Given instruction
Continue the post about choosing a cam for a budget engine build, starting right after its last sentence.

But how are blanket statements like "this will never work at the track" helpful??

I was looking for... "Well with this setup, the intake and those heads, a XXX cam would probably work best because of XXX reasons" or "Stay away from XXX cam because of XXX reasons" or "with those valves and that runner size go with a cam with xxx duration and xxx overlap because it will help xxx"

And like the statement "That intake is going to kill any power"... again is just a blanket statement. This is a budget build and that TFS intake, upper and lower, was acquired used for $150 in beautiful condition. The point of me posting wasn't so everyone can recommend that absolute best parts. It's like yeah, if we had a huge budget we'd just buy all the best parts that compliment what we have and call it a day. But that's not the case and that was stated. This Intake may rob a few ponies up top or limit the upper end RPM band to a certain extent but again this is what we have to work with and by no means will this be worse than the stock intake. (And by no means will it not work at the track.) And that's when I would expect a "Well since it's a street heat intake, you may wan't to focus on a XXX type of cam that will give you XXX to compliment it". Not just start dogging that parts we have and say it won't work. And as stated very clearly in the opening post, we're just looking to have a low 13 sec car. If I said we're looking to have a low 12 sec car, I would expect those type of answers.

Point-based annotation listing
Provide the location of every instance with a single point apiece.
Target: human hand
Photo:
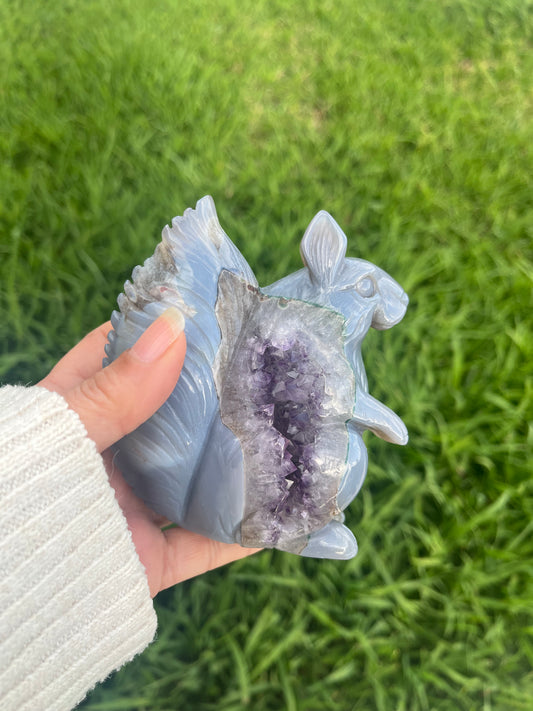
(113, 401)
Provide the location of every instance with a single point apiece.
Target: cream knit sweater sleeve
(74, 598)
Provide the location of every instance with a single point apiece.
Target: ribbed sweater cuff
(74, 599)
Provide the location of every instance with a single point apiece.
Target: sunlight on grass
(411, 124)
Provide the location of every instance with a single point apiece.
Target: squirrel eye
(366, 287)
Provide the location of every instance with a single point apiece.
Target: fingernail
(159, 336)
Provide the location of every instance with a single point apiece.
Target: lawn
(411, 122)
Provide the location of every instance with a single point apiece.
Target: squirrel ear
(323, 249)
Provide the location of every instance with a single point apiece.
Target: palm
(169, 555)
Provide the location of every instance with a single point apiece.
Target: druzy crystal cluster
(288, 394)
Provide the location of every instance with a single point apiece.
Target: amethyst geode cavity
(260, 442)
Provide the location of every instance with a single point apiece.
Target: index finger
(80, 363)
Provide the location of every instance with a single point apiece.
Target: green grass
(411, 123)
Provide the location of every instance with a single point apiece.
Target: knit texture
(74, 599)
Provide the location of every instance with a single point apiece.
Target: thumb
(120, 397)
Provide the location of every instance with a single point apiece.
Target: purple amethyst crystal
(286, 392)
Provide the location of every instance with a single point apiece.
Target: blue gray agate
(260, 442)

Reply
Opal I'm no doubting you have knowledge, i was fast to jump just as you were fast to call me Jerk Off. With that amount of knowledge you have it would have been nice for you to actually give some recommendations. I can't "Soak up knowledge" when hardly any is being thrown out for what I was asking in the first place, but I digress.

I've talked to a local mustang speed shop and I have spec'd out what we're going to do. I'll be back and let everyone know how bad these budget parts do on the track...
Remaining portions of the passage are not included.